◆ STATED PROBLEM 1: Show each line of the listing below that contains the string "with", matching case exactly.

* Begin QUOTED PASSAGE *

Euclidean Balls \(B(x_c, r)\) are sets of the form \(\{x \mid \lVert x-x_0 \rVert_{2} \leq r \}\). Here \(x_c\) is the center of the ball and \(x, x_c \in R^n\) and \(r \in R\) and \(r \gt 0\). They can also be represented as \(B(x_c, r) = \{ x_c + ru \mid \lVert u \rVert _2 \leq 1 \}\). Here \(x_c \in R^n\) is the center of the ball, \(r \in R\) is the radius of the ball and \(u \in R^n\) is a vector of unit length such that \(ru\) will give us the vector of length \(r\).
Euclidean balls are convex sets.
Proof that euclidean balls are convex:
Let \(x_1\) and \(x_2\) belong to the set \(B(x_c, r)\). Let \(x_3\) be a point such that \(x_3 = \theta x_1 + (1-\theta) x_2\). \(B(x_c, r)\) will be convex if \(x_3\) also belongs to \(B(x_c, r)\), i.e \(\lVert x_3 - x_c \rVert _2 \leq r\).
\[\begin{align*} \lVert x_3 - x_c \rVert _2 &= \lVert \theta x_1 + (1-\theta) x_2 - x_c \rVert _2 \\ &\leq \theta \lVert x_1 - x_c \rVert _2 + (1-\theta) \lVert x_2 - x_c \rVert _2 \\ &\leq \theta r + r - \theta r \\ &\leq r \end{align*}\]Since \(x_3 \leq r\) we can conclude that it also lies in the euclidean ball. Thus we can say that the [Convex Combination] of any points in the euclidean ball will also lie in the euclidean ball. Therefore we can say that the euclidean ball is a [Convex Set] .

* End QUOTED PASSAGE *
* Begin MATERIAL SUPPLIED *

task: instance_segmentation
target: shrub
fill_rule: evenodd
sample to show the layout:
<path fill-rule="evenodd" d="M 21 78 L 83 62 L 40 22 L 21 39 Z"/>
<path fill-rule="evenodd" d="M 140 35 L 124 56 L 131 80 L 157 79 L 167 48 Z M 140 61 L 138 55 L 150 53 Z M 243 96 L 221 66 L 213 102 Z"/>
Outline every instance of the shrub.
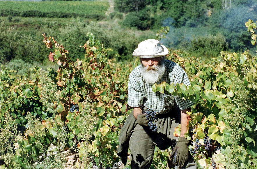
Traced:
<path fill-rule="evenodd" d="M 221 51 L 228 49 L 226 38 L 220 34 L 199 36 L 192 40 L 189 49 L 191 53 L 198 57 L 209 57 L 219 55 Z"/>
<path fill-rule="evenodd" d="M 147 9 L 140 10 L 138 13 L 133 12 L 128 14 L 123 21 L 124 25 L 130 27 L 136 27 L 141 30 L 151 28 L 154 19 L 151 17 L 150 11 Z"/>

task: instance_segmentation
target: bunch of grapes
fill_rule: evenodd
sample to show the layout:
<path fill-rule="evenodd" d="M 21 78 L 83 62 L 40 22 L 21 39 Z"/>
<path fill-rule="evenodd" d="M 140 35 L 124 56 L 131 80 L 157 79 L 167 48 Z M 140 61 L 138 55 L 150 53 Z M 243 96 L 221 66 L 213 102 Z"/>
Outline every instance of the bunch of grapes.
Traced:
<path fill-rule="evenodd" d="M 70 109 L 70 111 L 73 112 L 73 111 L 76 110 L 76 112 L 79 111 L 79 105 L 77 104 L 74 105 Z"/>
<path fill-rule="evenodd" d="M 157 126 L 155 123 L 157 119 L 156 117 L 157 112 L 152 110 L 147 109 L 146 113 L 146 118 L 149 121 L 148 126 L 150 127 L 150 129 L 154 132 L 157 131 Z"/>
<path fill-rule="evenodd" d="M 214 161 L 213 159 L 211 159 L 211 161 L 212 162 L 212 167 L 213 169 L 217 169 L 217 166 L 216 166 L 216 163 L 214 162 Z"/>
<path fill-rule="evenodd" d="M 197 138 L 195 140 L 194 147 L 194 149 L 190 149 L 190 152 L 191 154 L 193 154 L 193 156 L 194 156 L 195 154 L 196 154 L 199 152 L 199 149 L 200 146 L 202 146 L 201 144 L 199 142 L 199 140 Z"/>
<path fill-rule="evenodd" d="M 209 138 L 208 137 L 206 138 L 205 138 L 203 139 L 203 144 L 205 150 L 208 152 L 211 150 L 212 147 L 213 145 L 212 143 L 212 139 Z"/>
<path fill-rule="evenodd" d="M 138 104 L 138 106 L 142 111 L 142 113 L 146 113 L 146 118 L 149 121 L 148 124 L 148 126 L 150 127 L 150 129 L 154 132 L 157 131 L 157 126 L 155 122 L 157 118 L 156 115 L 157 112 L 155 111 L 148 109 L 146 111 L 145 111 L 143 106 L 140 104 Z"/>

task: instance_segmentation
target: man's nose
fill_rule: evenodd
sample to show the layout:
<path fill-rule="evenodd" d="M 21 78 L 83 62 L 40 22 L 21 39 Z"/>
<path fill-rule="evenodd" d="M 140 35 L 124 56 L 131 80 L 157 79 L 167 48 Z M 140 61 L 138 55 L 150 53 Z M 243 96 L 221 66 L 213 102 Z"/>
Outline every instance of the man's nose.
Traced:
<path fill-rule="evenodd" d="M 153 62 L 151 60 L 149 60 L 148 61 L 148 66 L 153 66 Z"/>

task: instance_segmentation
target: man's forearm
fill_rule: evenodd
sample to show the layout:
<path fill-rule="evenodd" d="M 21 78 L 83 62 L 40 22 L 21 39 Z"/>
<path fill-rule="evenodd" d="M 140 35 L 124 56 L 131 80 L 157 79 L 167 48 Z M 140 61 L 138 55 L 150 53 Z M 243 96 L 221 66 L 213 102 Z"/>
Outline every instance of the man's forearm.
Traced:
<path fill-rule="evenodd" d="M 133 110 L 133 115 L 136 119 L 137 119 L 137 115 L 142 112 L 142 110 L 139 108 L 135 108 Z"/>
<path fill-rule="evenodd" d="M 185 133 L 187 131 L 187 114 L 186 112 L 190 111 L 190 109 L 187 109 L 181 110 L 180 113 L 181 114 L 181 127 L 180 131 L 180 136 L 182 137 L 185 136 Z"/>

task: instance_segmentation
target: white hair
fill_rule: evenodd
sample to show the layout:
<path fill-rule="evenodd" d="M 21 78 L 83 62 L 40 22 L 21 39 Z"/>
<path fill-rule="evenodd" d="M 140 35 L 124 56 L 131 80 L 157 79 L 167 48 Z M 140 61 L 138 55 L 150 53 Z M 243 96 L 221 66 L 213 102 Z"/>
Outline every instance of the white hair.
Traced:
<path fill-rule="evenodd" d="M 142 64 L 140 65 L 140 70 L 143 78 L 148 83 L 153 84 L 159 81 L 165 72 L 166 67 L 163 60 L 160 61 L 157 66 L 145 67 Z"/>

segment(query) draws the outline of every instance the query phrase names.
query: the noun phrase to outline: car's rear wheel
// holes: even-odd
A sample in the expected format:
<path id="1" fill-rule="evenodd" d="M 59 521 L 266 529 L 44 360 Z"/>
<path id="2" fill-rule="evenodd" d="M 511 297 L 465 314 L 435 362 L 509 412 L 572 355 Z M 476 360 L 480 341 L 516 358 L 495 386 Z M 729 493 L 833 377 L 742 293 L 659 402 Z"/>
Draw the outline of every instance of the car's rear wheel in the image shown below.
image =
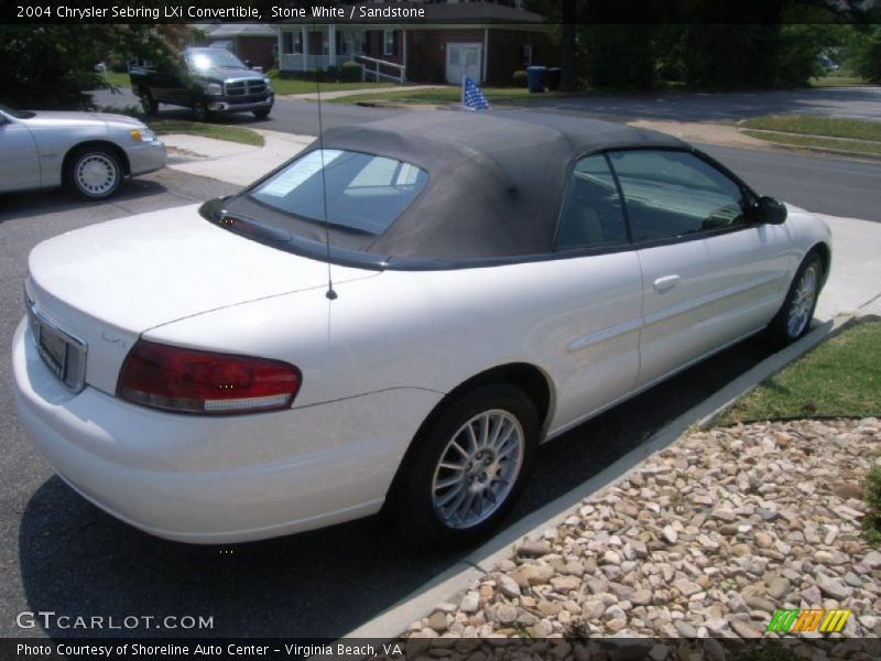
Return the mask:
<path id="1" fill-rule="evenodd" d="M 67 185 L 88 199 L 105 199 L 119 188 L 122 167 L 119 158 L 104 147 L 83 148 L 67 162 Z"/>
<path id="2" fill-rule="evenodd" d="M 525 483 L 539 438 L 530 398 L 509 384 L 457 397 L 399 469 L 388 513 L 411 545 L 464 544 L 496 527 Z"/>
<path id="3" fill-rule="evenodd" d="M 141 109 L 144 111 L 144 115 L 148 116 L 153 116 L 159 112 L 159 101 L 156 101 L 153 95 L 146 89 L 141 90 Z"/>
<path id="4" fill-rule="evenodd" d="M 795 272 L 783 306 L 768 326 L 773 342 L 790 344 L 807 333 L 822 285 L 823 262 L 816 251 L 811 251 Z"/>

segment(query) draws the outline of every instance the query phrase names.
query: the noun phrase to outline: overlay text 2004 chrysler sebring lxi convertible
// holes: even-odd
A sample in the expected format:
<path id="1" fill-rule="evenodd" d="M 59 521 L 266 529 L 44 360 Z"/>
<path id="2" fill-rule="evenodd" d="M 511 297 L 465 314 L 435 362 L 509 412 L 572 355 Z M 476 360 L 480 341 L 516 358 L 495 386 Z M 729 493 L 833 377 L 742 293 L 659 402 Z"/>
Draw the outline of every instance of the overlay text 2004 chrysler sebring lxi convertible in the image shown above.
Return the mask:
<path id="1" fill-rule="evenodd" d="M 15 401 L 58 475 L 160 537 L 385 507 L 463 542 L 541 442 L 750 334 L 803 335 L 829 263 L 825 225 L 674 138 L 414 112 L 37 246 Z"/>

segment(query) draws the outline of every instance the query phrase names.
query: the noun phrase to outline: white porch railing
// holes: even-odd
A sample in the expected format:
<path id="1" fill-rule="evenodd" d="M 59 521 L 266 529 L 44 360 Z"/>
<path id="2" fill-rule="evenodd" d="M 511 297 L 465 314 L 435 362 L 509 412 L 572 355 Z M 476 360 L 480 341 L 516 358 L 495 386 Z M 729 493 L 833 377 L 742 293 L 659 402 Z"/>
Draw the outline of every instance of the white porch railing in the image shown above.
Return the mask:
<path id="1" fill-rule="evenodd" d="M 373 80 L 377 83 L 379 83 L 380 78 L 396 80 L 402 84 L 406 80 L 406 67 L 403 64 L 395 64 L 394 62 L 377 59 L 366 55 L 356 55 L 355 61 L 361 65 L 361 80 L 367 80 L 369 76 L 373 76 Z M 389 69 L 396 71 L 396 73 L 387 73 Z"/>
<path id="2" fill-rule="evenodd" d="M 344 62 L 352 59 L 351 55 L 303 55 L 301 53 L 283 53 L 281 69 L 283 72 L 311 72 L 326 71 L 330 66 L 340 66 Z"/>

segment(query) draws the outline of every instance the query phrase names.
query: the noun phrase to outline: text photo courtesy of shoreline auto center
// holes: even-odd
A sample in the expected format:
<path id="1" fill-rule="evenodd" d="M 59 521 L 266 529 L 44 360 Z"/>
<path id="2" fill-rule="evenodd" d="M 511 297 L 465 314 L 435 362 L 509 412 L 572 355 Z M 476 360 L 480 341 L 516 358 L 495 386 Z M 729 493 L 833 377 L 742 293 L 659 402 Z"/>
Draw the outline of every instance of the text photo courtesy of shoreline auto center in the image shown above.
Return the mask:
<path id="1" fill-rule="evenodd" d="M 0 14 L 0 659 L 881 658 L 881 3 Z"/>

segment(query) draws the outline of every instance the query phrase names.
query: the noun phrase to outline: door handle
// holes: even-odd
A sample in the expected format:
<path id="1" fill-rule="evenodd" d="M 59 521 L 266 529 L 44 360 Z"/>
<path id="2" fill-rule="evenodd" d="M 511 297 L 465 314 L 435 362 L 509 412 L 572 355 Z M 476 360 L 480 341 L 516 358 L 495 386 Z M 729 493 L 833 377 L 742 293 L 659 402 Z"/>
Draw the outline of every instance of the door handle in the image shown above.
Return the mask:
<path id="1" fill-rule="evenodd" d="M 679 284 L 679 282 L 682 282 L 682 278 L 678 275 L 664 275 L 654 281 L 654 289 L 663 294 Z"/>

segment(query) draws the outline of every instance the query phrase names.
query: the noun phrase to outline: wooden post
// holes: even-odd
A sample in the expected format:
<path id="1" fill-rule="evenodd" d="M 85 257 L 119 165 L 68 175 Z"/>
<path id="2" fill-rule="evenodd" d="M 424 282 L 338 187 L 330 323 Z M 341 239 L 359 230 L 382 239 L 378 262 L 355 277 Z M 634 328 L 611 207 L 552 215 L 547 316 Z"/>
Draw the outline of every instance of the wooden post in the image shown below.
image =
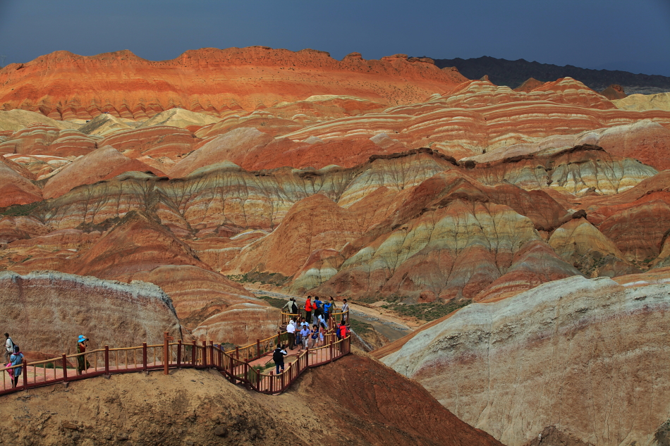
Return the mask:
<path id="1" fill-rule="evenodd" d="M 63 380 L 67 382 L 68 380 L 68 357 L 63 354 Z"/>
<path id="2" fill-rule="evenodd" d="M 170 373 L 168 371 L 169 368 L 169 349 L 170 349 L 170 341 L 173 340 L 174 337 L 169 335 L 169 332 L 164 331 L 163 332 L 163 374 L 169 375 Z"/>
<path id="3" fill-rule="evenodd" d="M 23 390 L 25 390 L 28 388 L 28 363 L 25 361 L 25 358 L 21 362 L 21 368 L 23 369 Z"/>

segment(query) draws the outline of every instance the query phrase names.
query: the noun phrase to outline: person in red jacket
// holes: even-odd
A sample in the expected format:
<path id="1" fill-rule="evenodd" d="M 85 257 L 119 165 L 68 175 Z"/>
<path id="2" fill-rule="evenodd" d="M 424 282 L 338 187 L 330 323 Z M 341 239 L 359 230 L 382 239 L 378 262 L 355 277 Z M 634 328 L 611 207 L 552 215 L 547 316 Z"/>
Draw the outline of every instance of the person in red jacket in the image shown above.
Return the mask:
<path id="1" fill-rule="evenodd" d="M 312 296 L 307 296 L 305 302 L 305 318 L 307 323 L 312 323 Z"/>
<path id="2" fill-rule="evenodd" d="M 347 331 L 348 331 L 347 326 L 344 325 L 344 321 L 342 321 L 342 322 L 340 323 L 340 326 L 337 328 L 337 337 L 340 340 L 344 340 L 344 338 L 346 337 L 347 335 L 348 334 Z M 342 342 L 340 342 L 340 351 L 341 352 L 344 351 L 344 341 L 343 340 L 342 340 Z"/>

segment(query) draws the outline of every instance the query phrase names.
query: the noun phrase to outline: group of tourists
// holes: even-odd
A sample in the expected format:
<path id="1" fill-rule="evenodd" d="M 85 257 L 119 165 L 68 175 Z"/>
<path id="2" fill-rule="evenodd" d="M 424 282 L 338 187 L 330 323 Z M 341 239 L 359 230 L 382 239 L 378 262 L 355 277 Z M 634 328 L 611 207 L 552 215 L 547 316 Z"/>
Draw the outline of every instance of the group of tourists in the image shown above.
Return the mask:
<path id="1" fill-rule="evenodd" d="M 88 338 L 83 335 L 79 335 L 77 338 L 78 354 L 86 352 L 86 342 L 87 342 Z M 9 377 L 11 378 L 12 387 L 16 388 L 18 385 L 18 378 L 23 371 L 23 368 L 15 367 L 15 366 L 20 366 L 23 364 L 25 357 L 21 352 L 21 349 L 18 346 L 18 344 L 16 343 L 13 340 L 9 337 L 9 333 L 5 333 L 5 361 L 3 364 L 6 368 L 6 371 L 9 374 Z M 80 354 L 77 357 L 78 375 L 81 375 L 90 366 L 91 364 L 86 360 L 85 355 Z M 14 368 L 10 368 L 10 367 Z"/>
<path id="2" fill-rule="evenodd" d="M 328 340 L 331 342 L 344 339 L 349 335 L 349 328 L 346 326 L 344 320 L 340 322 L 340 325 L 334 324 L 333 328 L 329 330 L 327 326 L 319 323 L 317 326 L 313 324 L 310 328 L 305 318 L 302 318 L 298 322 L 298 318 L 294 317 L 288 321 L 286 325 L 286 333 L 288 335 L 288 342 L 287 344 L 277 345 L 277 347 L 272 353 L 272 359 L 274 361 L 276 366 L 276 373 L 277 375 L 284 372 L 284 358 L 288 354 L 287 350 L 293 350 L 298 347 L 298 353 L 303 348 L 313 349 L 315 347 L 323 347 L 325 345 L 326 337 L 330 336 Z"/>
<path id="3" fill-rule="evenodd" d="M 291 297 L 281 309 L 287 310 L 291 314 L 295 314 L 296 316 L 300 314 L 295 297 Z M 307 296 L 307 299 L 305 301 L 304 309 L 304 319 L 308 325 L 312 323 L 313 318 L 313 323 L 317 326 L 324 324 L 327 328 L 331 318 L 338 309 L 337 304 L 335 303 L 335 299 L 333 299 L 332 297 L 331 297 L 329 300 L 325 300 L 325 298 L 324 298 L 322 301 L 318 296 L 315 296 L 314 300 L 312 300 L 312 296 Z M 345 323 L 346 323 L 346 317 L 348 315 L 348 311 L 349 304 L 347 303 L 346 299 L 345 299 L 342 303 L 342 308 L 339 311 L 342 314 L 342 320 Z"/>

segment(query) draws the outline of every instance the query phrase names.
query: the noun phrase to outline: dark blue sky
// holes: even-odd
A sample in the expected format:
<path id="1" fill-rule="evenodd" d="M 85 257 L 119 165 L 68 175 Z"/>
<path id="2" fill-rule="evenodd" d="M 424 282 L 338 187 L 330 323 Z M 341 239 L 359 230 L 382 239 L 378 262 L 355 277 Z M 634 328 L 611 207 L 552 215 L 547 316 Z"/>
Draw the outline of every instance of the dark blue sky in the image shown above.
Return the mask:
<path id="1" fill-rule="evenodd" d="M 491 56 L 670 76 L 670 0 L 0 0 L 4 64 L 65 49 L 266 45 L 333 57 Z"/>

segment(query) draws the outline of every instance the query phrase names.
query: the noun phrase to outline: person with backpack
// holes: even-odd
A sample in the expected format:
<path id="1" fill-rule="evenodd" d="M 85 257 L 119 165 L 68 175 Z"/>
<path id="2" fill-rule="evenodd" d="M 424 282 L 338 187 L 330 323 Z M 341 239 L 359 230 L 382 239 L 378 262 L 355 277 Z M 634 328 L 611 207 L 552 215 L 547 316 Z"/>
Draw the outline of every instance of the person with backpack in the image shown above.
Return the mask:
<path id="1" fill-rule="evenodd" d="M 319 342 L 319 340 L 318 340 L 319 328 L 317 327 L 316 324 L 312 326 L 312 331 L 310 333 L 311 333 L 311 335 L 310 335 L 310 348 L 313 349 L 315 347 L 317 346 L 317 344 Z"/>
<path id="2" fill-rule="evenodd" d="M 312 323 L 312 296 L 307 296 L 305 301 L 305 318 L 308 324 Z"/>
<path id="3" fill-rule="evenodd" d="M 293 346 L 296 344 L 296 318 L 293 318 L 293 321 L 289 321 L 286 326 L 286 333 L 288 335 L 288 348 L 291 350 L 293 349 Z"/>
<path id="4" fill-rule="evenodd" d="M 88 338 L 87 338 L 83 335 L 79 335 L 79 337 L 77 338 L 77 353 L 85 353 L 86 352 L 86 342 L 88 342 Z M 81 375 L 83 373 L 88 370 L 88 368 L 91 366 L 91 364 L 89 364 L 88 361 L 86 360 L 86 355 L 82 354 L 77 357 L 77 374 Z"/>
<path id="5" fill-rule="evenodd" d="M 9 362 L 9 357 L 14 352 L 14 341 L 9 337 L 9 333 L 5 333 L 5 362 Z"/>
<path id="6" fill-rule="evenodd" d="M 349 316 L 349 304 L 346 303 L 346 299 L 344 299 L 344 304 L 342 305 L 342 322 L 346 323 L 347 318 Z"/>
<path id="7" fill-rule="evenodd" d="M 272 353 L 272 360 L 274 361 L 274 365 L 276 367 L 276 373 L 275 375 L 279 374 L 280 367 L 281 368 L 281 373 L 284 373 L 284 357 L 288 354 L 284 349 L 284 346 L 279 344 Z"/>
<path id="8" fill-rule="evenodd" d="M 303 326 L 300 328 L 300 338 L 303 340 L 303 347 L 307 348 L 310 346 L 310 326 Z"/>
<path id="9" fill-rule="evenodd" d="M 10 367 L 12 366 L 20 366 L 23 364 L 23 354 L 21 353 L 20 349 L 16 344 L 14 344 L 14 352 L 9 357 L 9 361 L 10 364 L 8 365 Z M 12 388 L 16 388 L 17 385 L 18 385 L 18 377 L 21 376 L 21 372 L 23 371 L 23 367 L 17 367 L 11 371 L 10 376 L 11 377 Z"/>
<path id="10" fill-rule="evenodd" d="M 329 302 L 324 302 L 324 319 L 327 322 L 328 318 L 330 317 L 331 308 L 332 307 L 332 304 Z"/>
<path id="11" fill-rule="evenodd" d="M 340 323 L 340 326 L 337 328 L 337 338 L 339 340 L 343 340 L 348 335 L 348 330 L 347 329 L 346 326 L 344 324 L 344 321 Z M 344 342 L 340 342 L 340 351 L 341 352 L 344 349 Z"/>

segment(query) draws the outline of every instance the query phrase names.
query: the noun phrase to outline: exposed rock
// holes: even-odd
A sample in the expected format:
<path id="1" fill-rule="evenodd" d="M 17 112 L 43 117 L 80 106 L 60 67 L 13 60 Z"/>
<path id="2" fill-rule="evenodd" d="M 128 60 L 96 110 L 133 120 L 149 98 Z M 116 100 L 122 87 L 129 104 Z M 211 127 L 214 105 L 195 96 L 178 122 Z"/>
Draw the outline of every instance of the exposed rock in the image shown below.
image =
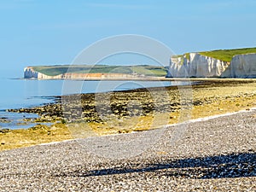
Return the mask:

* End MATERIAL SUPPLIED *

◆ STATED PROBLEM 2: Please translate the sentence "Euclidean balls are convex sets." from the passage on Euclidean balls above into German.

◆ REPLY 1:
query: the noun phrase to outline: person with backpack
Draw the outline of every instance of the person with backpack in the image shown above.

◆ REPLY 2: Euklidische Kugeln sind konvexe Mengen.